DESCRIPTION OF THE TASK
Extract every line of the rows below verbatim, leaving the pictures out of your answer.

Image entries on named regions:
#####

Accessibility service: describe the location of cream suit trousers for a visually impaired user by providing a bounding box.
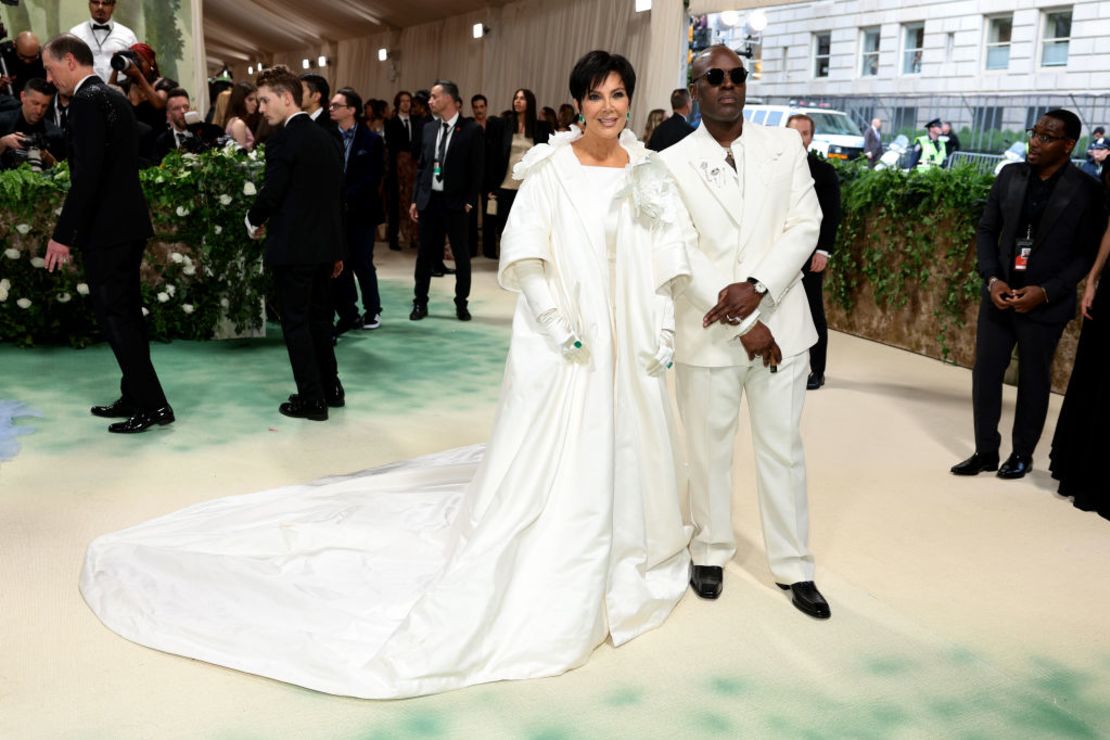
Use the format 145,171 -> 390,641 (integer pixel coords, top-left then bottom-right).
675,352 -> 814,584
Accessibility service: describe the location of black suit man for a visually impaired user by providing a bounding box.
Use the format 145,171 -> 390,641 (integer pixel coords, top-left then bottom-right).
330,88 -> 385,336
786,113 -> 840,391
951,110 -> 1106,478
647,88 -> 694,152
43,34 -> 174,434
246,65 -> 344,422
408,80 -> 485,321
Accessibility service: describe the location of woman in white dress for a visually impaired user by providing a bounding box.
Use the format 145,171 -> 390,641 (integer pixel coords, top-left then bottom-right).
81,51 -> 693,698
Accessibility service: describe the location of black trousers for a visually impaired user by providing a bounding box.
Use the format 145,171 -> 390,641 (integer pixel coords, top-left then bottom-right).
971,298 -> 1067,457
801,270 -> 829,375
332,221 -> 382,323
413,191 -> 471,306
272,264 -> 339,402
83,242 -> 167,412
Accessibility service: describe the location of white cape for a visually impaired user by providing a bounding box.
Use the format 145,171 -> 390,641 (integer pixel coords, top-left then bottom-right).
81,130 -> 689,698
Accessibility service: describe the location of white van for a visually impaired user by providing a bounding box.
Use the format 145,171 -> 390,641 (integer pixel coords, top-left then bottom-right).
744,105 -> 864,160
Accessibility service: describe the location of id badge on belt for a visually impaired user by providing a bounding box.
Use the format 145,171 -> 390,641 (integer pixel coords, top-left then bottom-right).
1013,226 -> 1033,272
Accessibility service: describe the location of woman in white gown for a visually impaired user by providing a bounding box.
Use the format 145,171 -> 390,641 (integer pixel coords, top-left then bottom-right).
81,52 -> 693,698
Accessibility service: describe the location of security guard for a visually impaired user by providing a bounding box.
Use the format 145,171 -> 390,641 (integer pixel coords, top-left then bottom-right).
912,119 -> 947,168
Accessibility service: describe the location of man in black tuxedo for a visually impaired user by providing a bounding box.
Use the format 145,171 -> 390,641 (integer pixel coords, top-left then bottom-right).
408,80 -> 485,321
43,33 -> 174,434
786,113 -> 840,391
246,64 -> 344,422
329,88 -> 385,336
647,88 -> 694,152
951,110 -> 1106,478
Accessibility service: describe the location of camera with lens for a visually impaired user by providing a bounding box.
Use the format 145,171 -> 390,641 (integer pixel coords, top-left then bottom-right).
109,49 -> 139,72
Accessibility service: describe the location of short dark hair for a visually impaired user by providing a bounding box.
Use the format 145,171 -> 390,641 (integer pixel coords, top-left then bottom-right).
335,88 -> 364,121
254,64 -> 304,108
1045,108 -> 1083,141
786,113 -> 817,133
23,77 -> 58,98
42,33 -> 93,67
571,50 -> 636,107
432,80 -> 463,105
301,72 -> 332,108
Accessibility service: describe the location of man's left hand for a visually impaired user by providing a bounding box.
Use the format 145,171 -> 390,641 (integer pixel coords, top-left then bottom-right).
47,240 -> 70,272
702,281 -> 763,328
1006,285 -> 1048,314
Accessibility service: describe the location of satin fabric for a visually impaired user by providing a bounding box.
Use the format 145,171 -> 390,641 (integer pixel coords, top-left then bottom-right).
81,128 -> 690,698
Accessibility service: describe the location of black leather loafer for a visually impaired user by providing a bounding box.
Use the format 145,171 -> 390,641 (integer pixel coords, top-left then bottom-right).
278,395 -> 327,422
998,453 -> 1033,480
108,406 -> 174,434
690,566 -> 725,599
776,580 -> 833,619
89,398 -> 135,418
949,453 -> 998,475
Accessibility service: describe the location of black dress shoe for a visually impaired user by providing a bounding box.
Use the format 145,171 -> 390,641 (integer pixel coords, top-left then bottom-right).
949,453 -> 998,475
278,394 -> 327,422
690,565 -> 725,599
998,453 -> 1033,480
776,580 -> 833,619
89,398 -> 135,418
108,406 -> 174,434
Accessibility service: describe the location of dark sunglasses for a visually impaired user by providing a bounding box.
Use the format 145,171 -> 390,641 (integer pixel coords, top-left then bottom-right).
694,67 -> 748,88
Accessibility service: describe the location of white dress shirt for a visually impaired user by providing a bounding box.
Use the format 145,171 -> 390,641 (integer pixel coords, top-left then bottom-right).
70,19 -> 139,82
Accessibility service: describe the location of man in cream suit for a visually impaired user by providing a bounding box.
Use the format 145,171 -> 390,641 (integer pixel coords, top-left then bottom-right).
662,47 -> 829,619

#####

SOLUTION FOR THIS EXERCISE
Accessibility service: describe the location of cream suit trousers for a visually impaired user by providing a bounding box.
Use the format 145,171 -> 390,641 (integer pixel coords, top-left then bottom-right).
675,352 -> 814,584
Accessibility service: describe the location of black suit man for a visually impaired user by providing a bounding box.
Use the format 145,171 -> 390,641 (integer pixel coords, top-left then bottom-right).
330,88 -> 385,336
786,113 -> 840,391
951,110 -> 1106,478
647,88 -> 694,152
43,34 -> 174,434
246,65 -> 344,422
408,80 -> 485,321
Accessibility service: describe the location of woman in white dress for a visually impaired user by providing a bounding box.
Use the format 145,171 -> 390,641 (integer pixel coords, top-left then bottom-right).
81,51 -> 693,698
Accessibility service: describe the location of black trousers for a visually impaired user by providing a bounding box.
Use the format 145,171 -> 390,641 (integer pixel coords, top-left then bottom-right).
971,298 -> 1067,457
801,270 -> 829,375
332,221 -> 382,323
413,191 -> 471,306
272,264 -> 339,402
83,242 -> 167,412
Accessibility service: describe the location of white cape for a visually impaired user by providing a bounding box.
Use the format 145,171 -> 390,641 (integer pixel coords, top-left then bottom-right).
81,130 -> 689,698
Accessibility service: describe the location of white van for a visually impaired user by providing a bounding box.
Use the format 145,171 -> 390,641 (integer pixel coords, top-left then bottom-right).
744,105 -> 864,160
Accessibility service: describe the location of id badge on belt for a visually impaired user by providing a bounding box.
Use the format 145,171 -> 390,641 (integer pixel coords, top-left then bottom-right).
1013,226 -> 1033,272
Accessibility service: describe the location of woman in white gown for a visually impaired user by providing a bounding box.
Use the format 145,171 -> 390,641 (integer pixel coords, top-left then bottom-right).
81,52 -> 693,698
Accessibility service: describe the location of security guard for a visually impaired user by providing a bounding box.
Use the format 145,171 -> 390,641 (integer pixel coords, top-left then bottom-right).
912,119 -> 947,168
Accessibility service: describe the location of man in black tuxedo for a visually impaired user by providing a bounding box.
Use the format 145,171 -> 390,641 (integer pixel coords, top-left then bottom-right).
408,80 -> 485,321
43,33 -> 174,434
786,113 -> 840,391
246,64 -> 344,422
329,88 -> 385,336
647,88 -> 694,152
951,110 -> 1106,478
Accessibility service: describe the location of camera with lens for a visually impaired user by providing a bounding box.
Use the format 145,171 -> 390,641 (integer pixel coords, top-left then bottom-right).
109,49 -> 139,72
Accessibility service: describe the location of short dark hair for a visually impaired user by providing a bounding box.
Use the format 145,171 -> 390,641 (integer pixel coords, top-left then bottom-right).
335,88 -> 364,121
254,64 -> 304,108
1045,108 -> 1083,141
786,113 -> 817,133
23,77 -> 58,98
42,33 -> 93,67
571,50 -> 636,107
432,80 -> 463,105
301,72 -> 332,108
Accessibility service: describe the location of man's left hand for a visually impaired user by providing a bounding box.
Use the format 145,171 -> 390,641 (integer pixel coords, top-left then bottom-right).
47,240 -> 70,272
702,281 -> 763,328
1006,285 -> 1048,314
Accessibility service: describe the location of satin fabric for a visually impaired user by providing a bounding box.
Use the format 145,171 -> 390,641 (integer pixel coords, top-left then bottom-right).
81,128 -> 690,698
Accessibility service: describe the location of black leather loafer for a visually impaired user by providing a bounding box.
Use the format 145,171 -> 390,641 (integer pixel coords, top-left then bottom-right).
278,395 -> 327,422
998,453 -> 1033,480
108,406 -> 174,434
690,566 -> 725,599
776,580 -> 833,619
89,398 -> 135,418
949,453 -> 998,475
Accessibility service: describe the location of black dress shoe for a visually impaired user by providing a bounding box.
Use the format 145,171 -> 390,641 (integer pixel coords, top-left then bottom-right).
949,453 -> 998,475
278,394 -> 327,422
690,565 -> 725,599
998,453 -> 1033,480
776,580 -> 833,619
89,398 -> 135,418
108,406 -> 174,434
Accessibility service: describe the location of dark sunglasses for a visually impaired user by providing a bounding box.
Use the format 145,171 -> 390,641 (integer pixel coords, top-left then bottom-right).
694,67 -> 748,88
Accessibility service: describe the location of white dress shirt for a visually impaired user by providing a bounding box.
Use the format 145,171 -> 390,641 (integer pixel coords, top-left then bottom-right).
70,19 -> 139,82
Accessibility service: describe the location of man in cream suit for a visually impaired user by providing a bounding box.
Use the format 145,171 -> 390,641 (integer pixel coords, top-left then bottom-right).
662,47 -> 829,619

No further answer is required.